## [DIRECTIONS FOR THIS TASK]
Go to the line containing "Each is formatted like [176, 933]." in the listing below. Output that line and each later one exactly.

## [TASK INPUTS]
__________________________________________________
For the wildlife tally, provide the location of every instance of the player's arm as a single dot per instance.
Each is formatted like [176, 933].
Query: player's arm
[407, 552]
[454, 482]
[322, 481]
__________________________________________________
## [YOUR SOLUTION]
Each is formatted like [176, 933].
Query: player's arm
[407, 552]
[454, 482]
[322, 481]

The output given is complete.